_RECORDS FOR PROCESSING_.
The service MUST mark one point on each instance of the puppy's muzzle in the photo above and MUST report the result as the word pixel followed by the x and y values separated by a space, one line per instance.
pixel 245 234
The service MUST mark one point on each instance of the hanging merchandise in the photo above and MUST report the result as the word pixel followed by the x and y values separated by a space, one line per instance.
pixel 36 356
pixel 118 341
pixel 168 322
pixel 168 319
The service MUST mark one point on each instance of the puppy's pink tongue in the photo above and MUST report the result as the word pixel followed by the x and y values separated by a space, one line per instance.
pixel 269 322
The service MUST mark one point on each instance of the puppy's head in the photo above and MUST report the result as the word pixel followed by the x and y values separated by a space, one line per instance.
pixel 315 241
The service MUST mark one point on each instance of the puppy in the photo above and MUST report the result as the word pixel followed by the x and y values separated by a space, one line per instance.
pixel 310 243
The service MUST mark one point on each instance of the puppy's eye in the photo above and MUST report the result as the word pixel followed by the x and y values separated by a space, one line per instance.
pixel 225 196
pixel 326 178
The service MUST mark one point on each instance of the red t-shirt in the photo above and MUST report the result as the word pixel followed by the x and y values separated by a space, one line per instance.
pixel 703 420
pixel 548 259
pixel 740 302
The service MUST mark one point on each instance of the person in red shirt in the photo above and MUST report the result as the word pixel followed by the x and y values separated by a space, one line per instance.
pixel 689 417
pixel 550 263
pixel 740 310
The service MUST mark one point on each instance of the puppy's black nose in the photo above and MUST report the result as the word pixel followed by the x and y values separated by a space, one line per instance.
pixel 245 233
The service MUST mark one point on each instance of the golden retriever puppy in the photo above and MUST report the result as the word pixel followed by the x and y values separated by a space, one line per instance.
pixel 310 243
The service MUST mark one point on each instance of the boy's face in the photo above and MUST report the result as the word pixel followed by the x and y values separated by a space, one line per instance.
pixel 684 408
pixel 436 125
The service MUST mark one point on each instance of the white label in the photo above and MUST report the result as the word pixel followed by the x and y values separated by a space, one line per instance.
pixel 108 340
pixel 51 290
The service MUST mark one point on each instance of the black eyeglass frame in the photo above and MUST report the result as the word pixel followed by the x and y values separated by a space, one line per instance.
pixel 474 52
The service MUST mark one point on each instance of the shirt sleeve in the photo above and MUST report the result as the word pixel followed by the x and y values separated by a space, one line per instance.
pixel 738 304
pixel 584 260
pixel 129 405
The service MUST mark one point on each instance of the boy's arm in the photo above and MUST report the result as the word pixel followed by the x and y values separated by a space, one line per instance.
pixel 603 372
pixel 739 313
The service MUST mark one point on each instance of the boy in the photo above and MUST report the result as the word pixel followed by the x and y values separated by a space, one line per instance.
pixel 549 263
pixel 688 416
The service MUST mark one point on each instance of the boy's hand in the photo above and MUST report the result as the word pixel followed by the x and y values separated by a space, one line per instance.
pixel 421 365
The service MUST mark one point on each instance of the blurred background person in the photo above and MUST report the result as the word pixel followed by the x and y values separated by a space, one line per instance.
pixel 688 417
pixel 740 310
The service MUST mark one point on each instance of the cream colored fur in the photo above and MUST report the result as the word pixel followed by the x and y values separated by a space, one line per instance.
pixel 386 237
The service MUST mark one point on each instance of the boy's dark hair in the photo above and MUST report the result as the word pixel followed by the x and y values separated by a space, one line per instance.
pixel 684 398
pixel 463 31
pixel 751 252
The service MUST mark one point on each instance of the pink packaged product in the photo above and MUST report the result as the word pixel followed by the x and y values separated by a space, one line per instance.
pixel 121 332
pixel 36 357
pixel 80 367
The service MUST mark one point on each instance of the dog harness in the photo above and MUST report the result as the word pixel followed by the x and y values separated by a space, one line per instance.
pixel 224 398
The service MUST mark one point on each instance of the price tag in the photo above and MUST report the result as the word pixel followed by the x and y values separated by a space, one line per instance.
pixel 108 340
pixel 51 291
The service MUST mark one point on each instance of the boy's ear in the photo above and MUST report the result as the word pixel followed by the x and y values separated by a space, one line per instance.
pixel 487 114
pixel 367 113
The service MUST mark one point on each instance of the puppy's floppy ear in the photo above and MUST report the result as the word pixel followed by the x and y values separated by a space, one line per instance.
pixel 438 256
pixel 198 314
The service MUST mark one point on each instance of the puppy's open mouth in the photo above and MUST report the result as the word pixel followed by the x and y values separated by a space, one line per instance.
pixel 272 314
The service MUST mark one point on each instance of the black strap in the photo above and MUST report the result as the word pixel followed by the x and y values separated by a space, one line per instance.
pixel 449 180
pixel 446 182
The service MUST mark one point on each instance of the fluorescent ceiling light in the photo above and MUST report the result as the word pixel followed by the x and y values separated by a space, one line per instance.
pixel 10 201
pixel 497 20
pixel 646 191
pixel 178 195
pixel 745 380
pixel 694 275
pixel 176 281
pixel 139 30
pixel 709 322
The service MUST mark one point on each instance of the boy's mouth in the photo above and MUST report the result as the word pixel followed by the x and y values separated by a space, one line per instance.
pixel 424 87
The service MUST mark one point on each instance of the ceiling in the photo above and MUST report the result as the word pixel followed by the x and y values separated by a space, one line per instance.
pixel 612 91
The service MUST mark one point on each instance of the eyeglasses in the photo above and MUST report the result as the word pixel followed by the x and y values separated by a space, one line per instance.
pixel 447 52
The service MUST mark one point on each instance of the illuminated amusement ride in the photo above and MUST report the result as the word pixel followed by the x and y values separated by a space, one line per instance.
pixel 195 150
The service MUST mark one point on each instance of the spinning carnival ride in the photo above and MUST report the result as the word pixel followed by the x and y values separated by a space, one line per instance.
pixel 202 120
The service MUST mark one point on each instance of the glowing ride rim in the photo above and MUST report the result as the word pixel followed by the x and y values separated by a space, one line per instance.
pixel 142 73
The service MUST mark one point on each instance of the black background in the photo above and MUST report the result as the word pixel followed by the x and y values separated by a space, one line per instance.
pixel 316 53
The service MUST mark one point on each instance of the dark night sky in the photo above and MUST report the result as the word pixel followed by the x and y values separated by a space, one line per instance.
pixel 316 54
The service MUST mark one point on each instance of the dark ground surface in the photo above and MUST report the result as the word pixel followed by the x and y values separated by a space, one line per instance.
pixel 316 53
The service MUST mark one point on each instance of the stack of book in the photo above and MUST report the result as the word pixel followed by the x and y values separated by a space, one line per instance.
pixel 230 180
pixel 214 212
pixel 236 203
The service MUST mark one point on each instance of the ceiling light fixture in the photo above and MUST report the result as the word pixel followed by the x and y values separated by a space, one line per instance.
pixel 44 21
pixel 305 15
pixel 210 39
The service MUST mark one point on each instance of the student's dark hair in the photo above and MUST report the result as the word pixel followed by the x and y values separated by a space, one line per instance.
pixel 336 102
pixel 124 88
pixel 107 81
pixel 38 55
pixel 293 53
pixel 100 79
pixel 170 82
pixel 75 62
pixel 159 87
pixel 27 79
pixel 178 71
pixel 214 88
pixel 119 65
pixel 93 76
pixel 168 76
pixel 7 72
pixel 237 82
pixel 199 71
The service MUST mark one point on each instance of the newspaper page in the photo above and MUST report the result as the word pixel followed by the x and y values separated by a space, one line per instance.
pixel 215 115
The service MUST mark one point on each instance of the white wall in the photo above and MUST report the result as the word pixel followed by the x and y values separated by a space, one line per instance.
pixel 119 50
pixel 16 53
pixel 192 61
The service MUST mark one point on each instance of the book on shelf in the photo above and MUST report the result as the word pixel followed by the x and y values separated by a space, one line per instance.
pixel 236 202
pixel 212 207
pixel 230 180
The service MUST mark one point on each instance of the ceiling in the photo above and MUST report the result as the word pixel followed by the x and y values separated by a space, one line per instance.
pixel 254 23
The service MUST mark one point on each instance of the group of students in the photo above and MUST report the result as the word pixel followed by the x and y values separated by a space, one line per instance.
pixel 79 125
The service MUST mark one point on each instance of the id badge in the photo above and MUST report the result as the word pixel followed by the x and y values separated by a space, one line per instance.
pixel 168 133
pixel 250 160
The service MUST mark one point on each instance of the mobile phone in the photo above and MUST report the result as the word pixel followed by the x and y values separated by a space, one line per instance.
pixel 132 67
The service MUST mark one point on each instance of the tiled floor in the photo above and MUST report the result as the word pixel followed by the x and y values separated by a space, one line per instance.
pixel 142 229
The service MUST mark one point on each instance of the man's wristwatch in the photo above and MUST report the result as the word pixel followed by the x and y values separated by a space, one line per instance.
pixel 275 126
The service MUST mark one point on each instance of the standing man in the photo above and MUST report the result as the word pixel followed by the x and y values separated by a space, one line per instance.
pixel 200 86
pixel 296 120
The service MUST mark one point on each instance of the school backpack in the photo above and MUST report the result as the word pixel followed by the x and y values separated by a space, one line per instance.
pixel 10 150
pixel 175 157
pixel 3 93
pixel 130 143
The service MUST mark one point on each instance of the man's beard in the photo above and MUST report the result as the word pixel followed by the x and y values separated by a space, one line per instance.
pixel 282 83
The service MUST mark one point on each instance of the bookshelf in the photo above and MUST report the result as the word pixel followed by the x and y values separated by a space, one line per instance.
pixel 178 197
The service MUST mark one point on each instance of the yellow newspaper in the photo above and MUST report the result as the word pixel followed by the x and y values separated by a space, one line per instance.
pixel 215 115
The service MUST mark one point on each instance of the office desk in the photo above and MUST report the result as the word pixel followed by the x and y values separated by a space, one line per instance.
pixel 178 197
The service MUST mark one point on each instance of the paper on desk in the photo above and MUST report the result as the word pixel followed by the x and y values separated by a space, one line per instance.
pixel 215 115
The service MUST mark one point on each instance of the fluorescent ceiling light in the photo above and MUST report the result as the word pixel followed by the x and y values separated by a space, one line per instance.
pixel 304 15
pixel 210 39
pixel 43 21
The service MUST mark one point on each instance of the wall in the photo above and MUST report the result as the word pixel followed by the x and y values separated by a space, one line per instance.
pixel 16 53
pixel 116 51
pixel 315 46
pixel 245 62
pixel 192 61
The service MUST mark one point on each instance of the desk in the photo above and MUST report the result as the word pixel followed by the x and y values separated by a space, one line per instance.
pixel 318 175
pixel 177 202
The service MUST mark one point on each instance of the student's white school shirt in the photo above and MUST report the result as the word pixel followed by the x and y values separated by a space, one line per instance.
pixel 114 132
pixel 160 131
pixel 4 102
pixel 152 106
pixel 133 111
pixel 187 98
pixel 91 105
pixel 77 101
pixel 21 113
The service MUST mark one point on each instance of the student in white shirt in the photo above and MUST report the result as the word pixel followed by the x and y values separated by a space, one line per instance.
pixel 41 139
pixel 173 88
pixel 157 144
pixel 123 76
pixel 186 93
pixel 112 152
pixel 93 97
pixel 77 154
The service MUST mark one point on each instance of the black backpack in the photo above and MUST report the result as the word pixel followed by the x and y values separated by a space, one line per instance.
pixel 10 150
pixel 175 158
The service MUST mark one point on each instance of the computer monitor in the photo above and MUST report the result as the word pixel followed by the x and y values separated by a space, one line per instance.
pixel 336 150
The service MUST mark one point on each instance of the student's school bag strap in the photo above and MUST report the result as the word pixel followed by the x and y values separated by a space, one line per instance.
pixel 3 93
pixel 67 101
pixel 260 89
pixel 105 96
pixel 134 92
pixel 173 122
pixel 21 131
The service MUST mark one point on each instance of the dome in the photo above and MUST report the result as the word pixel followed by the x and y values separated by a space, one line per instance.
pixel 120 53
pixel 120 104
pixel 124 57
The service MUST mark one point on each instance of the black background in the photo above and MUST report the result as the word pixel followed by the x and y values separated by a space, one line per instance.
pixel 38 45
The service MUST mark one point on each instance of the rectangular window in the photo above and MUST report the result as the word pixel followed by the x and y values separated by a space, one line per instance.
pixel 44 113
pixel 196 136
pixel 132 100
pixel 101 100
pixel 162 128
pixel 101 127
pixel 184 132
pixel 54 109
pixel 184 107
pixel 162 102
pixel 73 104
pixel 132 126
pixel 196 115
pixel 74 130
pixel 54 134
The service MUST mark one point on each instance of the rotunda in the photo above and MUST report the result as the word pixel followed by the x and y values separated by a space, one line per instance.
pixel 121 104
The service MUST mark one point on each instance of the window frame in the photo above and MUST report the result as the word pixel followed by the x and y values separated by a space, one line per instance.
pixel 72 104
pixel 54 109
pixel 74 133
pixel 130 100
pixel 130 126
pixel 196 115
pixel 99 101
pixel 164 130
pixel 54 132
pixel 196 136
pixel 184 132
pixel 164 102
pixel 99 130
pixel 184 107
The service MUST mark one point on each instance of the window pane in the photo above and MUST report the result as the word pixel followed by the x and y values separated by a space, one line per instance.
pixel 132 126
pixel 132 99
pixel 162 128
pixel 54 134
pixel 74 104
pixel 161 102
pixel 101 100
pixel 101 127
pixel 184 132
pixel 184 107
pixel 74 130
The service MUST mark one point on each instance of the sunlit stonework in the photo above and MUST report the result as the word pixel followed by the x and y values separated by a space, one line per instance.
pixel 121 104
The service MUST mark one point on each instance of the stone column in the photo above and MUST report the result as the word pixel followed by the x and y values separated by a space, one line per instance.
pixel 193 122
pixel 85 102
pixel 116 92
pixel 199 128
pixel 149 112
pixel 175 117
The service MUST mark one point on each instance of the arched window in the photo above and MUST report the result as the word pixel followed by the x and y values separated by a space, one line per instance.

_WHAT IS NEEDED_.
An exact repeat of the lines from the one containing "the window pane" through the final line of the entries is the whole answer.

_RESULT BELOW_.
The service MUST mark one point on each instance of the window pane in the photo above and MUST report the result as the word pixel followed by the x and y values separated by a space, one line per instance.
pixel 132 126
pixel 132 99
pixel 162 128
pixel 54 134
pixel 74 104
pixel 161 102
pixel 101 100
pixel 101 127
pixel 184 132
pixel 184 107
pixel 74 130
The service MUST mark one point on each instance of the sunlit stonework in the photo above and MUST report the result as the word pixel followed by the x and y values separated by a space, one line per instance.
pixel 121 104
The service MUST mark one point on each instance of the stone column in the photo above and MUST report the result as the word pixel followed by the x and y values separated by a space, one line per instance.
pixel 193 122
pixel 85 102
pixel 116 92
pixel 199 128
pixel 149 112
pixel 175 117
The service MUST mark one point on each instance of the arched window in the photo above and MUST report the result as the word pixel followed by the x and y values separated by a space, one line per instance.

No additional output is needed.